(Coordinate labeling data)
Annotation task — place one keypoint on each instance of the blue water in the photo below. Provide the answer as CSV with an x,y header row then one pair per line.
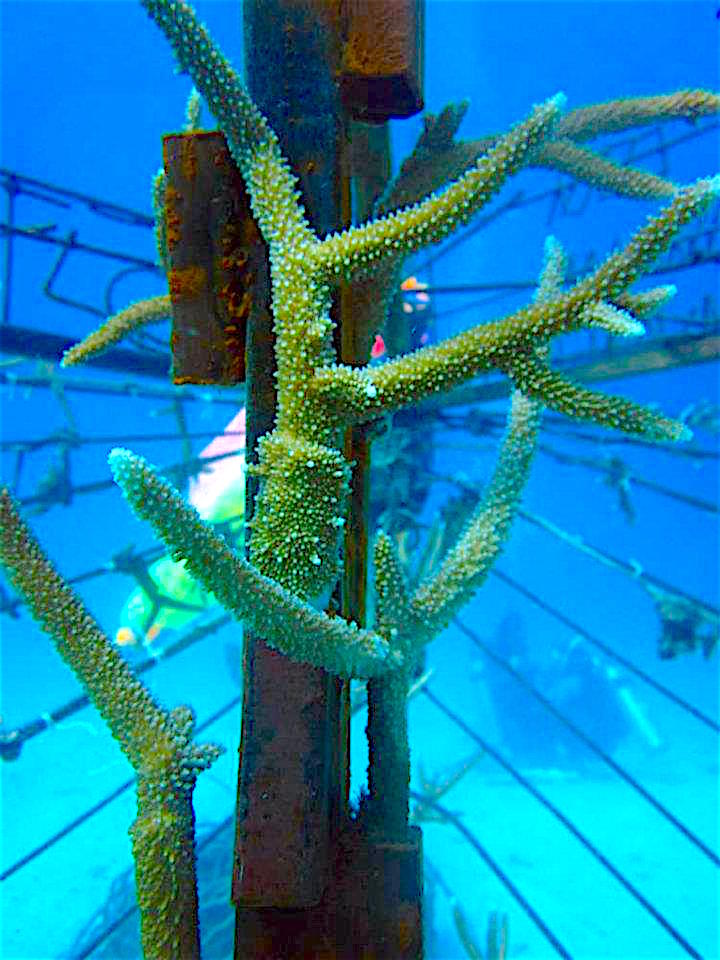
x,y
87,90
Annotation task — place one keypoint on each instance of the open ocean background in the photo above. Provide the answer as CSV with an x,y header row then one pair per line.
x,y
87,90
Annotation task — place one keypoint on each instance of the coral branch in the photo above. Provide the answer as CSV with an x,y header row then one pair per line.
x,y
360,394
410,229
117,327
158,744
294,627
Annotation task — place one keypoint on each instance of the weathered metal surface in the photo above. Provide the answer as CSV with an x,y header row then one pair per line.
x,y
382,65
216,255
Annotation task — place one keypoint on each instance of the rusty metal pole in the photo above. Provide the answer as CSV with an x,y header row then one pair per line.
x,y
292,776
306,881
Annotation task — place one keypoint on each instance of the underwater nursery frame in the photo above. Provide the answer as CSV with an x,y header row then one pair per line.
x,y
352,512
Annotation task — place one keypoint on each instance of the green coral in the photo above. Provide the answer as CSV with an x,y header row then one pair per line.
x,y
303,477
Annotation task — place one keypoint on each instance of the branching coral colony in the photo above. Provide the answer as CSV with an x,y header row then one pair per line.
x,y
304,478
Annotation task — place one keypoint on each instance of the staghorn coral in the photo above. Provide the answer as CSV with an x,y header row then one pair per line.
x,y
304,479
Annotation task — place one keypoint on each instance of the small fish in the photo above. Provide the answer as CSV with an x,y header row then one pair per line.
x,y
378,348
418,300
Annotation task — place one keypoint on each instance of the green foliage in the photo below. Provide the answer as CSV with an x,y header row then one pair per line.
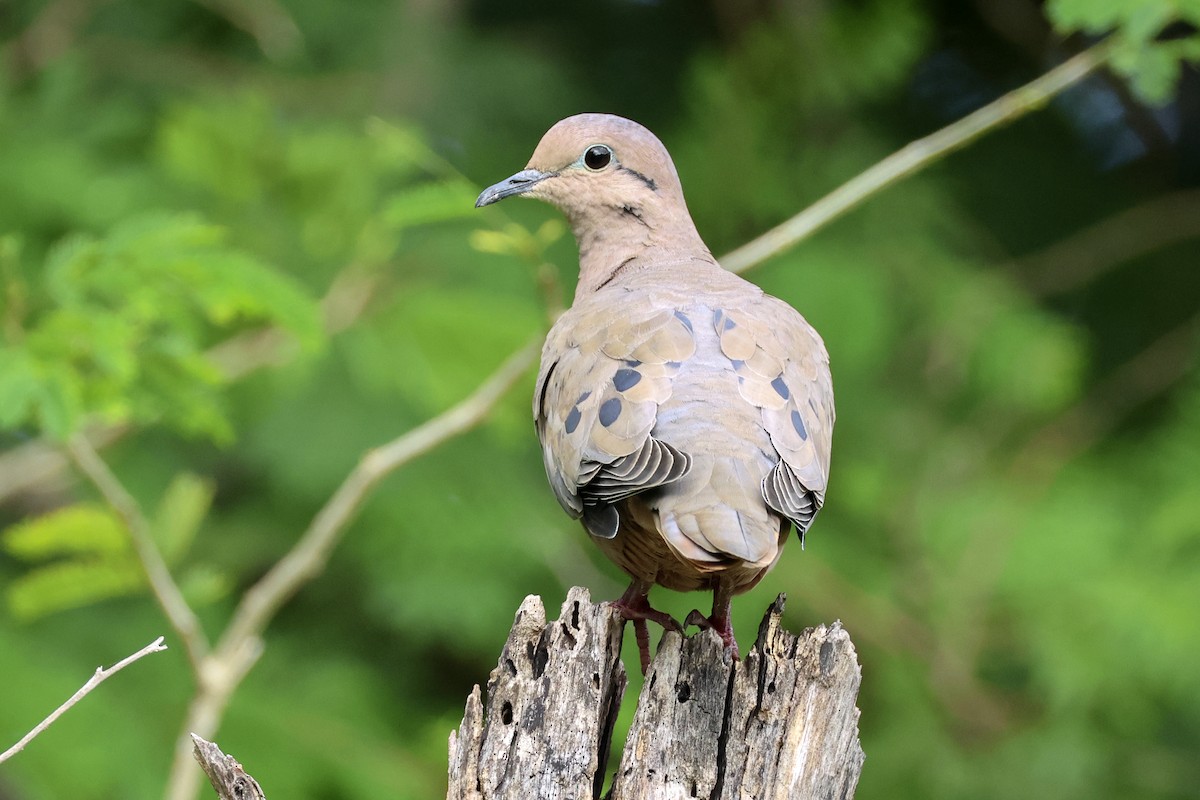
x,y
1011,528
96,561
1150,62
117,328
82,554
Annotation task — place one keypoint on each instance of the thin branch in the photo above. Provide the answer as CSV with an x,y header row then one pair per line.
x,y
93,683
227,776
240,644
916,156
162,585
309,555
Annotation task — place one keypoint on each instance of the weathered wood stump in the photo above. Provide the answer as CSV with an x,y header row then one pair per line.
x,y
781,723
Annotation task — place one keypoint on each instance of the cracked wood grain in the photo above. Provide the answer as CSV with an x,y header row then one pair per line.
x,y
781,723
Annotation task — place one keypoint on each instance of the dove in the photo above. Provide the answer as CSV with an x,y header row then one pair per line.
x,y
685,416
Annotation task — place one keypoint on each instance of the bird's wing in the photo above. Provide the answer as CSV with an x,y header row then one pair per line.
x,y
784,370
606,366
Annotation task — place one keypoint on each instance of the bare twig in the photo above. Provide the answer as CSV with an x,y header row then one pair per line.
x,y
93,683
915,157
162,585
309,555
240,644
226,775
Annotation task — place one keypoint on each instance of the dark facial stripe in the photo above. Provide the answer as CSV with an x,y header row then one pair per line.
x,y
649,181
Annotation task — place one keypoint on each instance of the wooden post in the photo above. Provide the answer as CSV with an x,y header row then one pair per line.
x,y
779,725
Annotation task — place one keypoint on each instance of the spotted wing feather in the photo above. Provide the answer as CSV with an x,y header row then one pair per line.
x,y
784,370
597,402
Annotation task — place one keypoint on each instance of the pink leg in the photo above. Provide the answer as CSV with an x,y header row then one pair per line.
x,y
719,620
635,606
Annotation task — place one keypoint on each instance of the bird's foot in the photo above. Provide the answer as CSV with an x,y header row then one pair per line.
x,y
721,625
635,607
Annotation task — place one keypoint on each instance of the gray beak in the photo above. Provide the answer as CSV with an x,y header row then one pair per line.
x,y
517,184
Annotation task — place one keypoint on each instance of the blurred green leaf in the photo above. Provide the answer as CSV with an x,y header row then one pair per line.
x,y
179,515
71,584
81,529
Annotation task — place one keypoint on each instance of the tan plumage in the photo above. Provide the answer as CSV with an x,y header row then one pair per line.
x,y
684,414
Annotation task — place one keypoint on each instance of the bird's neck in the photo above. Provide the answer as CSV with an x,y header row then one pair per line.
x,y
623,240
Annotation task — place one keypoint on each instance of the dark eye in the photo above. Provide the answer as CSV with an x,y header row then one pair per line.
x,y
597,157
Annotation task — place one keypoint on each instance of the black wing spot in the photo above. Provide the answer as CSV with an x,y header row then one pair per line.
x,y
798,423
610,410
625,379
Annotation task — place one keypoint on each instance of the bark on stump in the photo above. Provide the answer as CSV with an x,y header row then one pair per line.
x,y
779,725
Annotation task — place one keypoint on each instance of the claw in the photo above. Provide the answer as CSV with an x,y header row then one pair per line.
x,y
718,621
635,607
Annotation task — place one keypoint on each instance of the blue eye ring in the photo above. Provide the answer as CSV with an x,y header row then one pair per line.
x,y
597,157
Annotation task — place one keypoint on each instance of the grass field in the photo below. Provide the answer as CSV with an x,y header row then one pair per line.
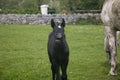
x,y
23,53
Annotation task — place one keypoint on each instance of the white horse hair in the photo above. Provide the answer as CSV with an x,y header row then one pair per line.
x,y
110,16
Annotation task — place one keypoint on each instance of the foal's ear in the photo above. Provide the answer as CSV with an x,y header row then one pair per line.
x,y
63,22
52,23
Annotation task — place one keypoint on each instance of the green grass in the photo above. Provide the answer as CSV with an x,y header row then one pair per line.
x,y
23,53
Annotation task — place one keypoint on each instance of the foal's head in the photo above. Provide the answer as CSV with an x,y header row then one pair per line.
x,y
58,29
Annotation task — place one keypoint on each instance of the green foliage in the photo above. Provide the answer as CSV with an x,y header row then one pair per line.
x,y
23,53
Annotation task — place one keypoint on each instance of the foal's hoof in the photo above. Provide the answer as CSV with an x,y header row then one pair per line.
x,y
112,74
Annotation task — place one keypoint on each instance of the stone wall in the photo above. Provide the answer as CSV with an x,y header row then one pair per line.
x,y
44,19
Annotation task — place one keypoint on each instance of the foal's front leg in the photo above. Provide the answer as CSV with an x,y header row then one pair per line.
x,y
111,37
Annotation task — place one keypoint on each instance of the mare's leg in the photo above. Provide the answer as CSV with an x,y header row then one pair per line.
x,y
112,48
64,69
58,73
53,72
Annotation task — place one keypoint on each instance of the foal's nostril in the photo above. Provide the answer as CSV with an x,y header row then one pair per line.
x,y
59,35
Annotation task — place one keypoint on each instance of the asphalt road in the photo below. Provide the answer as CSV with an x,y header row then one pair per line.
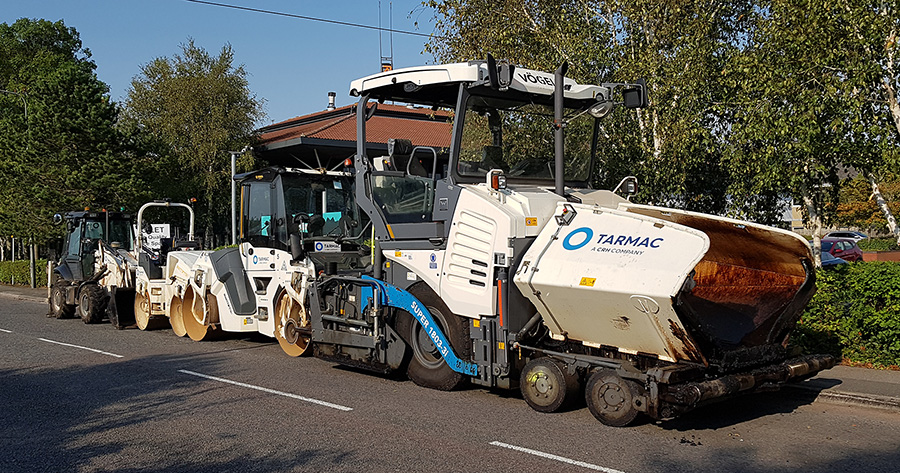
x,y
149,401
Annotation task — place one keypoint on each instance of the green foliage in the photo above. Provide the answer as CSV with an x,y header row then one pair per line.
x,y
193,109
878,244
856,208
19,272
855,314
65,153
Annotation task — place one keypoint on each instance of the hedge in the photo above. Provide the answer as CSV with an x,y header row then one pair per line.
x,y
878,244
19,272
855,314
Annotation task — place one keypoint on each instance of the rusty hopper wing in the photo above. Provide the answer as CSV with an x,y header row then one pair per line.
x,y
676,285
748,291
609,278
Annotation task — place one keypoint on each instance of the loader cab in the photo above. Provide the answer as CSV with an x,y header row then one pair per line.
x,y
318,206
84,230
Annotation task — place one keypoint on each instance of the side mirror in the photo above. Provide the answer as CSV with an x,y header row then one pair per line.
x,y
88,246
297,252
636,97
628,186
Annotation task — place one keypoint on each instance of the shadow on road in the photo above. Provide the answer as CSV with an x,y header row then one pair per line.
x,y
141,415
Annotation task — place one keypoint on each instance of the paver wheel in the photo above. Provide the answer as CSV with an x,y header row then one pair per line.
x,y
142,316
199,316
547,385
58,307
426,365
611,399
91,303
176,316
291,326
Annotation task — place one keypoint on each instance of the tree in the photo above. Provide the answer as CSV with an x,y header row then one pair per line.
x,y
872,30
194,108
678,47
65,152
805,105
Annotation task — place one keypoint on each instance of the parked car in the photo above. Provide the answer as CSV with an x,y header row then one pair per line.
x,y
847,235
842,248
830,261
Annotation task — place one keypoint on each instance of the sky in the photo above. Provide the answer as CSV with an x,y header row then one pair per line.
x,y
291,63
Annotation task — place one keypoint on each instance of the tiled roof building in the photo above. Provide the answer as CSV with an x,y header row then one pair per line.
x,y
330,135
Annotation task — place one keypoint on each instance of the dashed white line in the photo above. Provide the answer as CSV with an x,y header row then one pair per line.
x,y
270,391
558,458
81,347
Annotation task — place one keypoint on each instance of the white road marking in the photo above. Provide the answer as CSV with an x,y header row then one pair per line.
x,y
83,348
270,391
555,457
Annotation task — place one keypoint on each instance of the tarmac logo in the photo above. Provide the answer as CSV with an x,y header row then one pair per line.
x,y
580,237
588,236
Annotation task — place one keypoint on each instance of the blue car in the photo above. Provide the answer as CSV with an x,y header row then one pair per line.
x,y
830,261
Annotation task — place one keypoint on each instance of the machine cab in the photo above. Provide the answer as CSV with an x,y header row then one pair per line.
x,y
317,207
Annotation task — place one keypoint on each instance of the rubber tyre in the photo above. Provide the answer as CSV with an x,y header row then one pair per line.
x,y
611,398
142,317
58,307
92,303
426,366
287,308
176,316
547,386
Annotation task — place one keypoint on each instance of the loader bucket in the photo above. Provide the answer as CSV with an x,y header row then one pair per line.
x,y
120,308
748,290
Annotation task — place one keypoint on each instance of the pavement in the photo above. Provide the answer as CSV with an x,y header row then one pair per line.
x,y
848,385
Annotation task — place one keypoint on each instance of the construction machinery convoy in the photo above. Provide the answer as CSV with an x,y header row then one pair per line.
x,y
494,263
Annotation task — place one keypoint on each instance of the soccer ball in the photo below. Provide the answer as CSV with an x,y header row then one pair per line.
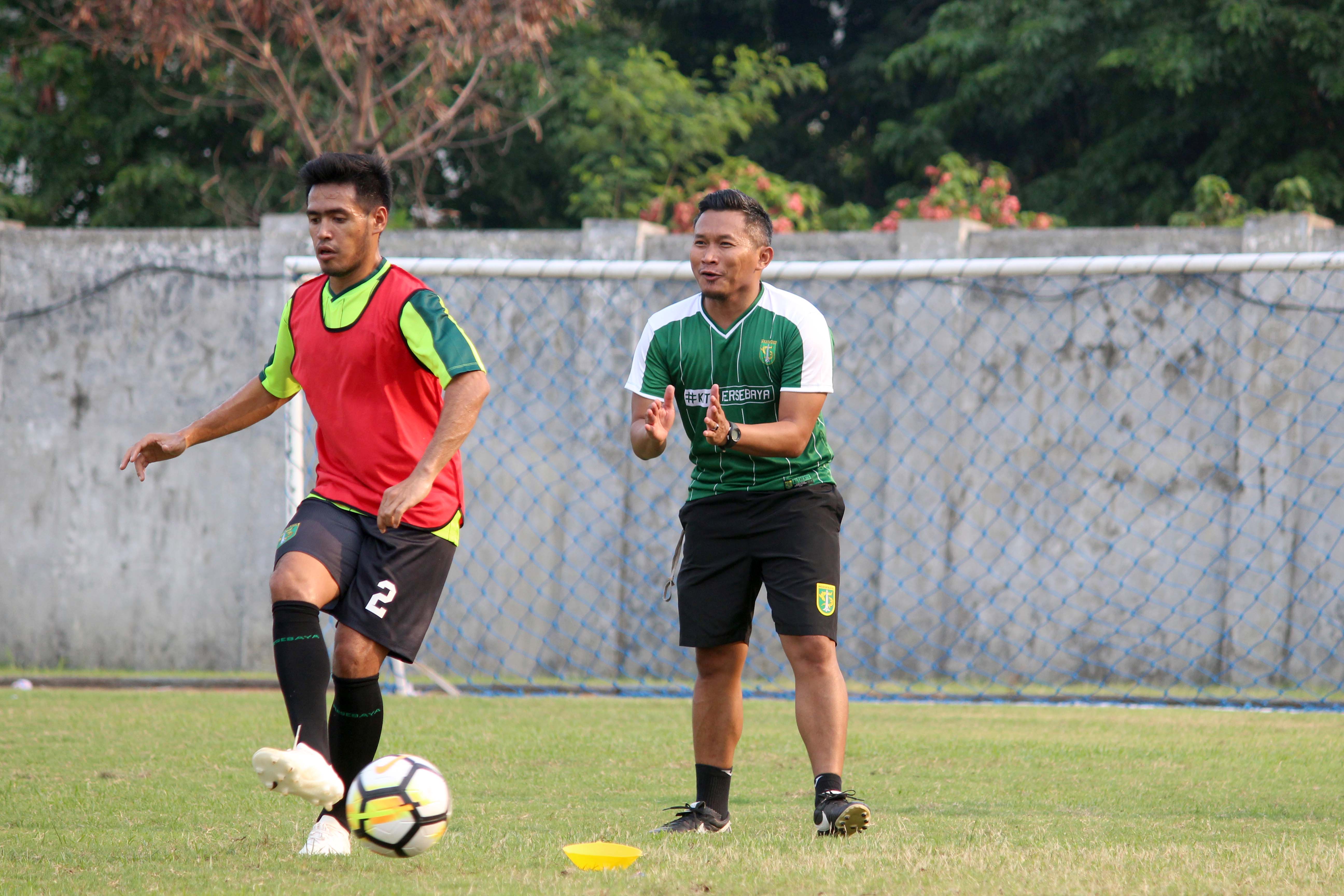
x,y
398,807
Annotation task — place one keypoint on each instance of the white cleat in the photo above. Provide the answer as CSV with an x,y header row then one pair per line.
x,y
300,772
327,839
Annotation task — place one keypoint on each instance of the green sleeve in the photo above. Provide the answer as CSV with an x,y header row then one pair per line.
x,y
277,377
791,350
436,339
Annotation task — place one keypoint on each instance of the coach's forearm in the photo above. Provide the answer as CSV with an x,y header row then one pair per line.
x,y
249,405
784,438
463,402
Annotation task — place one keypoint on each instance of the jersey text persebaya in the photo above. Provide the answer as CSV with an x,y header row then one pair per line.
x,y
781,345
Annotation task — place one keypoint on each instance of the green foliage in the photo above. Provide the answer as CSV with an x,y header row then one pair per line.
x,y
1293,195
792,206
1215,206
647,128
826,139
1108,111
962,190
81,142
847,217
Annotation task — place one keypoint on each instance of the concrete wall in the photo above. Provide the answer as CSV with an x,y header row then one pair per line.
x,y
944,394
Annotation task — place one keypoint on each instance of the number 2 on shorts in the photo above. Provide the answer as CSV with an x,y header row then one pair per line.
x,y
382,598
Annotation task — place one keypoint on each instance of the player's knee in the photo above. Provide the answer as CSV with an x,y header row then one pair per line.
x,y
717,663
354,656
814,655
285,586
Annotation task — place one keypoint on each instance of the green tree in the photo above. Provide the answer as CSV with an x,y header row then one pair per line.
x,y
643,125
1108,111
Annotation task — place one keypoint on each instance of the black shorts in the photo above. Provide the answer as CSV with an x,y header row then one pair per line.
x,y
788,541
390,582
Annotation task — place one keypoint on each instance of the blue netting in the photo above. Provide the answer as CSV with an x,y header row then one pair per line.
x,y
1116,488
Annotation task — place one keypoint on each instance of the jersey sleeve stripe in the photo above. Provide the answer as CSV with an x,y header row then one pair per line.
x,y
435,338
818,351
277,377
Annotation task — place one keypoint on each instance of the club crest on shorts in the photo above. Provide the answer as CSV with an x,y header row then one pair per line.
x,y
826,600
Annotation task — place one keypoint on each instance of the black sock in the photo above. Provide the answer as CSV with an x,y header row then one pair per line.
x,y
357,725
711,788
303,668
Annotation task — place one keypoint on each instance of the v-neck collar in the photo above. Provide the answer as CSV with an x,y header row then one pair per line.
x,y
741,318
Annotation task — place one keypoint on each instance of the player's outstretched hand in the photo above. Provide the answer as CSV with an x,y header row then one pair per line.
x,y
154,448
658,420
400,499
716,421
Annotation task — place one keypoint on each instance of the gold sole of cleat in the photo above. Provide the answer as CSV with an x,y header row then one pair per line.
x,y
851,821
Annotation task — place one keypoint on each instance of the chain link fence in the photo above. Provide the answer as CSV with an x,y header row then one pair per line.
x,y
1109,479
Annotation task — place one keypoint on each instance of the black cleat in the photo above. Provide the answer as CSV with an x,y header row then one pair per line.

» What the task asks:
Copy exactly the line containing "of the club" and every line after it, ending with the last line of the records above.

» Completed task:
Annotation task — place one keypoint on each instance of the club crest on shorts in the photo above. Provide the answer as CSV with an x,y header row then one pair per line.
x,y
826,600
Annotation task — place one keypoint on each instance of the black sock in the photo above. Provide the answer as CSV with an x,y header row then one pair per line.
x,y
357,725
711,788
303,668
Annotation task — place one keypoint on each instance of the v-neck collar in the photo above. Provide the answer as CSV with an x,y header row then one pair per line.
x,y
741,318
Annotation task — place one keypoint on each instance of the player's outstretched hand in the photo above. Provide the answer as CSV with an x,y header row then one pair per line.
x,y
154,448
658,420
400,499
716,421
Annotation task — place one keypoint on each instance of the gold sole of cleat in the photo above. Provide the answer as CSV with an x,y header row then one pair per line.
x,y
851,821
Annotation task — place one keypoint on each instance of the chain link fence in the photo above. Provide the answer as CSV with an x,y header row then one pair per line.
x,y
1109,479
Annotation task — place one keypoint on each instance of the black cleat in the photo above. Provide the answer as CSV with an x,y header row then one pair per line.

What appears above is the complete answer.